## Work required
Count the lines in the entries below that contain the word "background". Give only the number.

## Source material
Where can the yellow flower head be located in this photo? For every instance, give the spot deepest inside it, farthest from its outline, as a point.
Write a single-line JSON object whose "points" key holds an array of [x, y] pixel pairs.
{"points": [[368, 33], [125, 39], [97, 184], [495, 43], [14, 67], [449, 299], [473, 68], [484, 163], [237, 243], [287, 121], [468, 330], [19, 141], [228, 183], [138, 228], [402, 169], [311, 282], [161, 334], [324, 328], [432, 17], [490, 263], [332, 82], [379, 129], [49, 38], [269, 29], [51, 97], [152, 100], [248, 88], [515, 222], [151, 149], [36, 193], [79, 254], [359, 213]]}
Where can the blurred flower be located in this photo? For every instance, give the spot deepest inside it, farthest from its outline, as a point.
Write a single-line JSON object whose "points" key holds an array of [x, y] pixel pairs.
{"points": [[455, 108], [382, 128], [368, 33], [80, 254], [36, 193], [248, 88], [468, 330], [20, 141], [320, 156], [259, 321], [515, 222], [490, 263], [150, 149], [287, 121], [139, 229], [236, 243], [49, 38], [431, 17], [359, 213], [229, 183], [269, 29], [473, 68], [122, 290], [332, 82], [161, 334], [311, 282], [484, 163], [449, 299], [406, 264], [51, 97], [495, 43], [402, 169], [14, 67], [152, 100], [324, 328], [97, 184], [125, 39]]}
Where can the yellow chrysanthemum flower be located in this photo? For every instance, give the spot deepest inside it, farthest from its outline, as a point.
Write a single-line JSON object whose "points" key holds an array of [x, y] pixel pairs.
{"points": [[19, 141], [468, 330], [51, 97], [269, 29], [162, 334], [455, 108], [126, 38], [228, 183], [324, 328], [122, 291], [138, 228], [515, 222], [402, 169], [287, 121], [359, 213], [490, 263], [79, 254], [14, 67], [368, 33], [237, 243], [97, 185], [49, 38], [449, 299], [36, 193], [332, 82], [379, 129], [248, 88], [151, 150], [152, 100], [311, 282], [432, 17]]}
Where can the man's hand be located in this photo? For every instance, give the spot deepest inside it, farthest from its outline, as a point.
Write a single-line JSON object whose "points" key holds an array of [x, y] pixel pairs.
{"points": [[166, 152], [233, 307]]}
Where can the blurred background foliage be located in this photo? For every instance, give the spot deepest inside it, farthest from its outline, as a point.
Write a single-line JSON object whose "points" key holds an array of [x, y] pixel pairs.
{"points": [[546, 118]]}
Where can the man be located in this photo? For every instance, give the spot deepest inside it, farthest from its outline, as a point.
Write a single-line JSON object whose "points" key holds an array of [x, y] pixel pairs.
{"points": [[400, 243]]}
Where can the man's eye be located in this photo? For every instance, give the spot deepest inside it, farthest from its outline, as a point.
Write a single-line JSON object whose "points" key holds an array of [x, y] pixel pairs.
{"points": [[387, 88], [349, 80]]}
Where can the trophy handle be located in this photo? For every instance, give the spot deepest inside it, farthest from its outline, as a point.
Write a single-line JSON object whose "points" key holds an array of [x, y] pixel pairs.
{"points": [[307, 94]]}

--

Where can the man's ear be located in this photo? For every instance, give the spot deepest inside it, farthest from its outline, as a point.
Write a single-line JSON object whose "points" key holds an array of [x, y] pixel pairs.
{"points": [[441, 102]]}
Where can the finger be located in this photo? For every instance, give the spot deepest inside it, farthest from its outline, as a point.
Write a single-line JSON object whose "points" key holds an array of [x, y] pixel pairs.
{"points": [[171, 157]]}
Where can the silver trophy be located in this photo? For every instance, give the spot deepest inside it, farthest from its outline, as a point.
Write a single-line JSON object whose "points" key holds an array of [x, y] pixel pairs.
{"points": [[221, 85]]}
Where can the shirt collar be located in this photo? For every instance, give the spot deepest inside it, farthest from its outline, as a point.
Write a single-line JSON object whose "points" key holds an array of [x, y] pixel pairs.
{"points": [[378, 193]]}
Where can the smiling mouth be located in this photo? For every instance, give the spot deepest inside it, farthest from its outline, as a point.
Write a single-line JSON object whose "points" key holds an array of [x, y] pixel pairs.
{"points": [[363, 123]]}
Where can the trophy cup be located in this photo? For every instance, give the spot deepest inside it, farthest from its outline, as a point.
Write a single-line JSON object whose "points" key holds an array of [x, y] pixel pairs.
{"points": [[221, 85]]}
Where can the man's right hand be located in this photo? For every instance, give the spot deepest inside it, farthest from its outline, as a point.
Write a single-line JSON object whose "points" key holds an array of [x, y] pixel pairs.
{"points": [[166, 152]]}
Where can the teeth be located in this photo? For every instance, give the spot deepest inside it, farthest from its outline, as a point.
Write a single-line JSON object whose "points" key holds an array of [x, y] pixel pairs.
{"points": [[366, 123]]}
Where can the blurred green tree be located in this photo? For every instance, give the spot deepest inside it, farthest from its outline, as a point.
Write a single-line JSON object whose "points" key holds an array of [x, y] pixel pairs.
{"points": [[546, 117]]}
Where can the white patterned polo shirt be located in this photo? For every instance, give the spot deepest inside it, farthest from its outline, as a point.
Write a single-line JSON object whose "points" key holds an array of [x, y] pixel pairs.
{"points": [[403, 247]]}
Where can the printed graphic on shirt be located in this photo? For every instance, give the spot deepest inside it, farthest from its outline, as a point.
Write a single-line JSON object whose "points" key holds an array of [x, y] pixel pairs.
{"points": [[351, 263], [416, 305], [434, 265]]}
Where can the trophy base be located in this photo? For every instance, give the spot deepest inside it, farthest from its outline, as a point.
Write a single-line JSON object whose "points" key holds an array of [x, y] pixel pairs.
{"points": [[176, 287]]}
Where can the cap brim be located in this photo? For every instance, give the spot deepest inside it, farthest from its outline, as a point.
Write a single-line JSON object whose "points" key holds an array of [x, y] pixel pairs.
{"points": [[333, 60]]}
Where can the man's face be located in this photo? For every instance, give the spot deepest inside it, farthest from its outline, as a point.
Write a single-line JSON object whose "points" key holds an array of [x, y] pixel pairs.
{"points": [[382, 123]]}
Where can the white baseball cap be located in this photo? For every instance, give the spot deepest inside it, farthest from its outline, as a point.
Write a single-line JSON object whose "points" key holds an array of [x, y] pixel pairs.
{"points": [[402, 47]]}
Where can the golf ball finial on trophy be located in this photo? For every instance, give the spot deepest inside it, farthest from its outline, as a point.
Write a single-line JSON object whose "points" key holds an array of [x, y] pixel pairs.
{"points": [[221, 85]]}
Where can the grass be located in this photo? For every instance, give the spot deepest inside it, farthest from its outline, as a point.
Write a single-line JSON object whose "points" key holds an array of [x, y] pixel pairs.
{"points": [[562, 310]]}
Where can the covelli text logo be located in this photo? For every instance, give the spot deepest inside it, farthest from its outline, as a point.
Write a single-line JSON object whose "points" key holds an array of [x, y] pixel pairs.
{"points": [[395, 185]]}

---

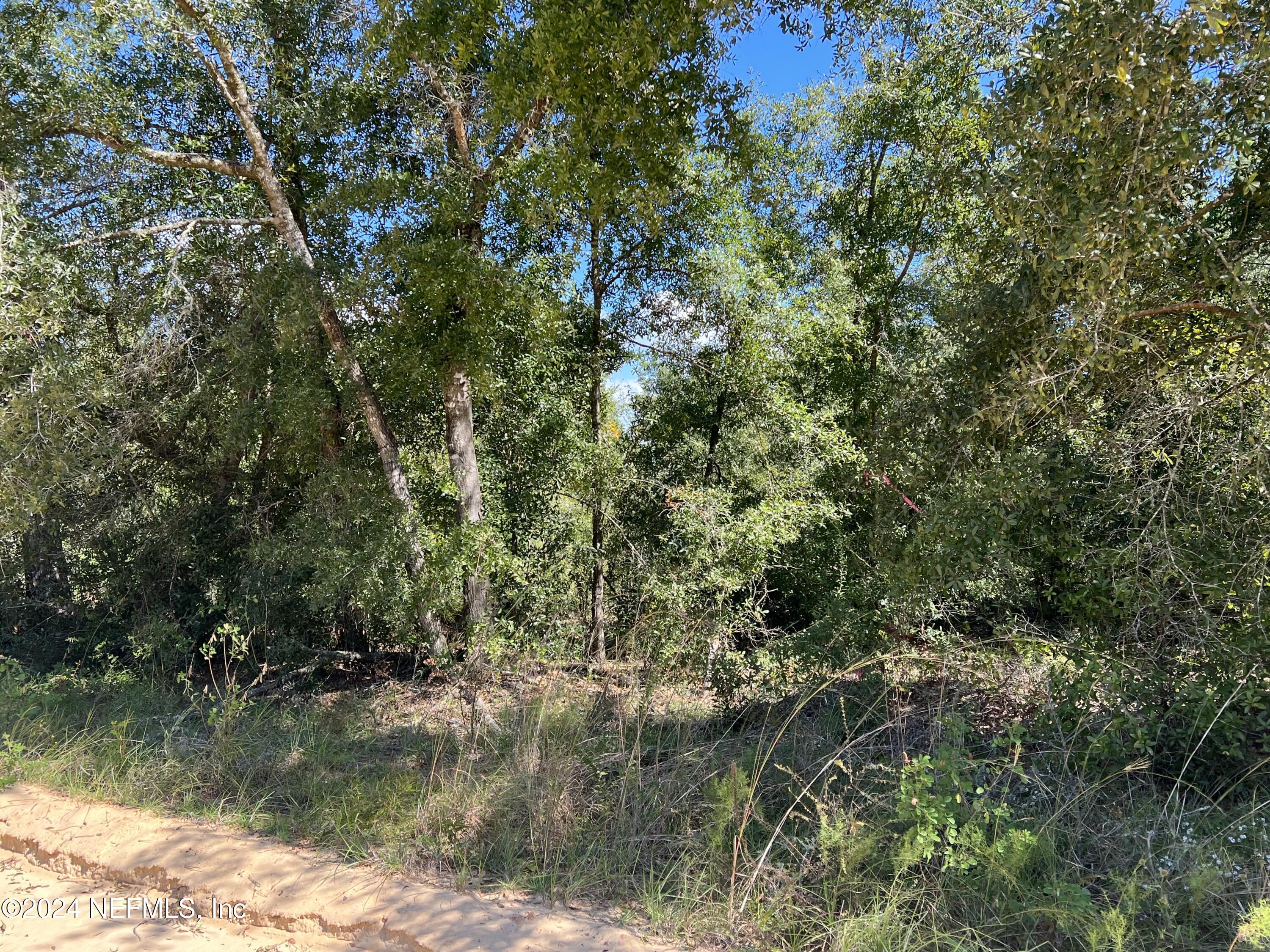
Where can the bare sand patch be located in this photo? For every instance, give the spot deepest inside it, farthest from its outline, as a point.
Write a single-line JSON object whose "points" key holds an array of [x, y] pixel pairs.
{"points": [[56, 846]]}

## Correct answer
1